Texto da página:
São duas perguntas separadas, uma sobre o presente e outra sobre o futuro. Sobre o presente. É isso mesmo que eu tinha acabado de dizer. É inaceitável esta falta de informação e de um sistema de dados que nos dê a cada momento a fotografia completa. Serão cerca de 400.000 processos pendentes. Nem todas estas pessoas estarão em Portugal, porque nós temos pendências que recuam no tempo seis, sete anos...

São manifestações de interesse?
Não apenas. Estamos a falar de todo o ciclo de processos pendentes, que inclui as manifestações de interesse para a primeira autorização de residência, pedidos de reagrupamento familiar, pedidos de vistos, renovação de vistos ou das autorizações de residência, processos dos vistos dos cidadãos da CPLP (Comunidade dos Países e Língua Oficial Portuguesa). As situações dos requerentes de asilo que poderão ficar sob proteção internacional são grupos diferentes.

Também quero chamar atenção para um facto, que não abona a favor da robustez da avaliação dos números. Mas a perspetiva que existe é que uma parte dos 400.000 tenham sido manifestações de interesse que perante a falta de resposta do Estado, vários desses requerentes tenham saído do território nacional. Agora, a outra coisa que nós sabemos é que perante o fluxo atual, muito resultante das regras existentes, as entradas são largamente superiores à capacidade atual de resposta. 

Um relatório hoje divulgado pelo Expresso fala numa média de 700 novos pedidos por dia...
Uma média de 5000 por semana e uma capacidade de resposta que poderá andar neste momento abaixo dos 2000.

Não há lugar a alguma medida que consiga travar ou suspender provisoriamente este fluxo?
Na segunda-feira vamos apresentar respostas que vão ao cerne das regras. Precisamos de uma imigração melhor, regulada e, portanto, sim, existirão acertos de regras. Por outro lado, uma política de atração de imigrantes especialmente focado qualificados e, por último, uma melhoria do todo o processo de acolhimento e integração para ser mais humano, mais célere e mais eficaz.  Atuaremos com este equilíbrio.

Portugal, por razões económicas, demográficas e sociais, precisa de mais imigrantes. Idealmente, o mais qualificados possível. Mas Portugal precisa de melhores regras. Significa algumas regras serem, se quiserem, apertadas. E isso é indispensável.  

Dentro dessas regras, é importante notar o seguinte: há várias maneiras e vários canais de entrada que merecem tratamentos diferentes. E há hoje um consenso na sociedade portuguesa. Na preparação deste plano, cuidámos de ouvir os grupos parlamentares e houve uma posição praticamente unânime de que, dentro dessas regras, faria sentido haver uma discriminação positiva, um tratamento mais favorável aos imigrantes que vêm de países da CPLP, por uma razão de proximidade cultural e linguística que torna a integração social mais fácil.  Há um largo consenso nacional para a existência de um tratamento mais favorável das pessoas que vêm dos países da CPLP.

Sim, mas depois, a nível europeu, isso pode ter alguns problemas, como já se revelou...
Lá está mais um exemplo de que mesmo quando houve boa vontade, houve uma grande incompetência na sua concretização. E agora nós temos de resolver também a indignidade em que estão hoje muitos cidadãos de países da CPLP que vieram ao abrigo de um regime, de um acordo de livre circulação, e depois chegam com papéis que não correspondem às capacidades para essa livre circulação e cujas renovações nunca mais acontecem.

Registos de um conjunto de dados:
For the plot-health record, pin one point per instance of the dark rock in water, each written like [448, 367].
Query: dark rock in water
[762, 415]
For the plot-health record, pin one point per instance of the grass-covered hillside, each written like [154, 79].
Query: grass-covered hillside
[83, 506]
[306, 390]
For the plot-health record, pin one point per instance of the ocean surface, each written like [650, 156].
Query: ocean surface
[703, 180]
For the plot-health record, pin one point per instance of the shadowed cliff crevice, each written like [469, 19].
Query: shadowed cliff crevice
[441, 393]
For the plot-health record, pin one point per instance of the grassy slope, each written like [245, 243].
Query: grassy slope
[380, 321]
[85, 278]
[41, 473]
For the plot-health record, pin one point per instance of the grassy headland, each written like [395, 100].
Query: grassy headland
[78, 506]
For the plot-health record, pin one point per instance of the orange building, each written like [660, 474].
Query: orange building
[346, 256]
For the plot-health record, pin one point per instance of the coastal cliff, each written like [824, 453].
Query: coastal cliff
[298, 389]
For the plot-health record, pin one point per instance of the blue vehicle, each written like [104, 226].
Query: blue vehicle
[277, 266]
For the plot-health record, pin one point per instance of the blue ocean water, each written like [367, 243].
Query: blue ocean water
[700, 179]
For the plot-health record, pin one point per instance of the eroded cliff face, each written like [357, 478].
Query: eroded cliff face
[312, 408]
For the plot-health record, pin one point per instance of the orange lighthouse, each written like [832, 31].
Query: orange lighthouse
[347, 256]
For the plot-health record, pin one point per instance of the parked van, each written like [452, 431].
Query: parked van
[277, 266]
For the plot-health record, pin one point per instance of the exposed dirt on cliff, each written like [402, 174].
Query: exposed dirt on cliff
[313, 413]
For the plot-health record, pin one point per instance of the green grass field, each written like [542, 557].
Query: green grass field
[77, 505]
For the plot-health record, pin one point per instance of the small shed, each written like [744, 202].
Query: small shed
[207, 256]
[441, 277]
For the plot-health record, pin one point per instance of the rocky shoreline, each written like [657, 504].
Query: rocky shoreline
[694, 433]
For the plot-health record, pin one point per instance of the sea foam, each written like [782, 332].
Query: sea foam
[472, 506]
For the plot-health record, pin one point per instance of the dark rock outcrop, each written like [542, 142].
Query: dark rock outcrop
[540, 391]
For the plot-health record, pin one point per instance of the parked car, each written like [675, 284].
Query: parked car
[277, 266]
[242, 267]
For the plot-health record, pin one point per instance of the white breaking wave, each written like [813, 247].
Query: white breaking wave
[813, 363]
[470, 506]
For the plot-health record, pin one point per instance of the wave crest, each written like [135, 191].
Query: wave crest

Exercícios:
1 – Copie do texto sobre imigração em Portugal o trecho que vai desde "Um relatório hoje" até "com este equilíbrio.", inclusive.
2 – As afirmações seguintes estão de acordo com o texto sobre imigração em Portugal? Responda sim ou não a cada uma e cite as palavras do texto que decidem a resposta.
(a) Estima-se que existam cerca de 400.000 processos pendentes.
(b) A capacidade de resposta atual ultrapassa os 5000 pedidos por semana.
(c) Os grupos parlamentares opuseram-se a um tratamento mais favorável aos imigrantes dos países da CPLP.
O material é independente do texto.

Soluções por exercício:
1 –
Um relatório hoje divulgado pelo Expresso fala numa média de 700 novos pedidos por dia...
Uma média de 5000 por semana e uma capacidade de resposta que poderá andar neste momento abaixo dos 2000.

Não há lugar a alguma medida que consiga travar ou suspender provisoriamente este fluxo?
Na segunda-feira vamos apresentar respostas que vão ao cerne das regras. Precisamos de uma imigração melhor, regulada e, portanto, sim, existirão acertos de regras. Por outro lado, uma política de atração de imigrantes especialmente focado qualificados e, por último, uma melhoria do todo o processo de acolhimento e integração para ser mais humano, mais célere e mais eficaz.  Atuaremos com este equilíbrio.

2 –
(a) Sim: "Serão cerca de 400.000 processos pendentes."
(b) Não: "uma capacidade de resposta que poderá andar neste momento abaixo dos 2000."
(c) Não: "houve uma posição praticamente unânime de que, dentro dessas regras, faria sentido haver uma discriminação positiva"